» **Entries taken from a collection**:

++++++

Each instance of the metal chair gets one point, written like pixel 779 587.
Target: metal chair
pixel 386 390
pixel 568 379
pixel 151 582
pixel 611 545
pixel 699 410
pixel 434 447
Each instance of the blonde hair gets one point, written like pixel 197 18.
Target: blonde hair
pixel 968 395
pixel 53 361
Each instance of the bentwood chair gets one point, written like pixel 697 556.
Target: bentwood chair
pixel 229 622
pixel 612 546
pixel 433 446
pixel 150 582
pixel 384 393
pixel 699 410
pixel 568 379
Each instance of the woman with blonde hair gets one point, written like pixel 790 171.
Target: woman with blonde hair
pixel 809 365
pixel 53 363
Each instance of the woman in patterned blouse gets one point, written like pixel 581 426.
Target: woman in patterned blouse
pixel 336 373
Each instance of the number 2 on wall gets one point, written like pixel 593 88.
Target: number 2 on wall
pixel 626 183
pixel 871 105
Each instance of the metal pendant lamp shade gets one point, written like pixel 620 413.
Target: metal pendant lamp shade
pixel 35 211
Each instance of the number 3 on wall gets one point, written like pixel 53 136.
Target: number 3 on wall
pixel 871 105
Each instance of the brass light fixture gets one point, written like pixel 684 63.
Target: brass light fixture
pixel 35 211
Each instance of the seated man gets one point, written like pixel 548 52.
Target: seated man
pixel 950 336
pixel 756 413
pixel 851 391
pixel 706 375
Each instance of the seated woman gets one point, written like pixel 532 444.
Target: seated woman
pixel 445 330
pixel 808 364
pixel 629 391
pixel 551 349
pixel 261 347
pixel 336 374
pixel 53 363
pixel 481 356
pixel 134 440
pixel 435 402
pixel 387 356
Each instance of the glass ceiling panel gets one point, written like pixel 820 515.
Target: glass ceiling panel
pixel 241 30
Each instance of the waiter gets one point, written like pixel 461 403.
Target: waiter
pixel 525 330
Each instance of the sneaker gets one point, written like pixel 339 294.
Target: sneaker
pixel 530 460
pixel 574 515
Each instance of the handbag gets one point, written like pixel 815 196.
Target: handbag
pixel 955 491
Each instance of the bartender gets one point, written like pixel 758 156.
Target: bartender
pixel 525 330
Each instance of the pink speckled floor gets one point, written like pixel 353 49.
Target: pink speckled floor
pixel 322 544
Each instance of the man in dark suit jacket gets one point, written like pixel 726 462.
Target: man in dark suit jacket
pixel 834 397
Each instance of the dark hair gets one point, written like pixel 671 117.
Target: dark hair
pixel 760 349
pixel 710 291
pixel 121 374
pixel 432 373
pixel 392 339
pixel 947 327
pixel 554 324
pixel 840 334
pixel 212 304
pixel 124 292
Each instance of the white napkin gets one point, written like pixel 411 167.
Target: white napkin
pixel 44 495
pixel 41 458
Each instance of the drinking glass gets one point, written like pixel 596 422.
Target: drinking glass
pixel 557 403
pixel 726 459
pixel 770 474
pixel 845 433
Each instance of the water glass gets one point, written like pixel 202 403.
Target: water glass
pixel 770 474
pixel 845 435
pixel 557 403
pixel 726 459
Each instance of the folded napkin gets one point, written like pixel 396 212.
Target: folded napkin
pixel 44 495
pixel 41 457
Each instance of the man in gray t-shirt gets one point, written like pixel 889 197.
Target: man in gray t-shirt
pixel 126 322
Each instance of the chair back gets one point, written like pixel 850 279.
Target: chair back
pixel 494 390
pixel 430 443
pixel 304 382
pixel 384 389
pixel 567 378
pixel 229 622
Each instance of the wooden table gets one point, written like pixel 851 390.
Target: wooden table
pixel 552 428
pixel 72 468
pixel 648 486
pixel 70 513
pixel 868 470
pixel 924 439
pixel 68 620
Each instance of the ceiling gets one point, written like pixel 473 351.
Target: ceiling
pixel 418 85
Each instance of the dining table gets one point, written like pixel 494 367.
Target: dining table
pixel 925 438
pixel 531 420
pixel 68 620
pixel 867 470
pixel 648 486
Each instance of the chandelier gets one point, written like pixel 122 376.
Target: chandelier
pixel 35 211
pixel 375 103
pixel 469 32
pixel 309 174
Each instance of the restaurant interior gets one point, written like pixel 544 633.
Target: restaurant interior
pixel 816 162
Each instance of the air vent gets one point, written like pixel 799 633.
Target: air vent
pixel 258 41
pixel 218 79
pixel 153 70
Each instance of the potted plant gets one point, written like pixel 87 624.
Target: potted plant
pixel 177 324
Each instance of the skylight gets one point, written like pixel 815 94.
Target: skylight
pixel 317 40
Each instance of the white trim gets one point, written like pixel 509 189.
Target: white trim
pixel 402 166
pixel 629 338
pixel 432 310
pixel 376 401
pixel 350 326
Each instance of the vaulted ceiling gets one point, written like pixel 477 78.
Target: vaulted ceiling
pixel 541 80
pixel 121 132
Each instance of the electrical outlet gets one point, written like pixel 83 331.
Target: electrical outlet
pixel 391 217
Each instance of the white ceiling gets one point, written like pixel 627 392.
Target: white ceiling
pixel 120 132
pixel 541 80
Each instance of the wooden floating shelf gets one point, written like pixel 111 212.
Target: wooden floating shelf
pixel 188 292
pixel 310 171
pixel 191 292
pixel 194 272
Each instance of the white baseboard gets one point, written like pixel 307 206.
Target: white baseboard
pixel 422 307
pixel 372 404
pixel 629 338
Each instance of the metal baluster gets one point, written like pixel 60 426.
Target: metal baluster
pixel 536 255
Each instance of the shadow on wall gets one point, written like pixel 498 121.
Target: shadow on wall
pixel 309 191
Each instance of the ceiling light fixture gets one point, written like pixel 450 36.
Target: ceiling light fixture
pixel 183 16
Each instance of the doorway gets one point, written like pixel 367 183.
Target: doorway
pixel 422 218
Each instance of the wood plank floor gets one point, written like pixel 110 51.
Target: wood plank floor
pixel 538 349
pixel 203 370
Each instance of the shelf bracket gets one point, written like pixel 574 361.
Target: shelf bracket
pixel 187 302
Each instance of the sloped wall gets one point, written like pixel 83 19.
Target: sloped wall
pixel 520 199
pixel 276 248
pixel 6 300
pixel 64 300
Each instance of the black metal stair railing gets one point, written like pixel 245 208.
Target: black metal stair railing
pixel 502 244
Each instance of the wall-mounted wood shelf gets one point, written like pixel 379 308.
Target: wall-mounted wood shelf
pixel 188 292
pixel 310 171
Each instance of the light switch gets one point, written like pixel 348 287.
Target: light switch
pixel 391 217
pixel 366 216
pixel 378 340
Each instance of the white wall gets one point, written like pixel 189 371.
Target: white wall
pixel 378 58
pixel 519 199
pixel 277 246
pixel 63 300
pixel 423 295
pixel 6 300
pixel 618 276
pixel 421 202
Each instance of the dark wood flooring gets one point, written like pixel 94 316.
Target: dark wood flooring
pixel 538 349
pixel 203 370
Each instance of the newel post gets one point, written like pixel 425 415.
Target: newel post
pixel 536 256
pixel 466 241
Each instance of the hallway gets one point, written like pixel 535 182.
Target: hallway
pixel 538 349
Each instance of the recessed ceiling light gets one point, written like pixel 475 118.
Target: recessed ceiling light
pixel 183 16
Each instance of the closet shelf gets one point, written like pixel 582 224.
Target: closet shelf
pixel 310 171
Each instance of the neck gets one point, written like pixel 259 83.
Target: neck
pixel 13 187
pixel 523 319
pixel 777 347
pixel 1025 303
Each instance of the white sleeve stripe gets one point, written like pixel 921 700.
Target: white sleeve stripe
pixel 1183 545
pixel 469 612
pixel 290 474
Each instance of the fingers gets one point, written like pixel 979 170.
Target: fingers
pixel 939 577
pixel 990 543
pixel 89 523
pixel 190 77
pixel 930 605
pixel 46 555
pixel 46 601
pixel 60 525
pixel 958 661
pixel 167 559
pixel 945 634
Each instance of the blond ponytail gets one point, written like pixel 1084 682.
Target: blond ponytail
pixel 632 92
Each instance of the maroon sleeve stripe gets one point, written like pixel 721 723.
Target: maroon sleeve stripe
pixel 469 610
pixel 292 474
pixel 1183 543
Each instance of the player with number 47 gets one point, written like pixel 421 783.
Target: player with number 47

++++++

» **PROBLEM TO WORK ON**:
A single number is requested: the count of lines in the data that hold "player".

» **SOLVED EXERCISE**:
2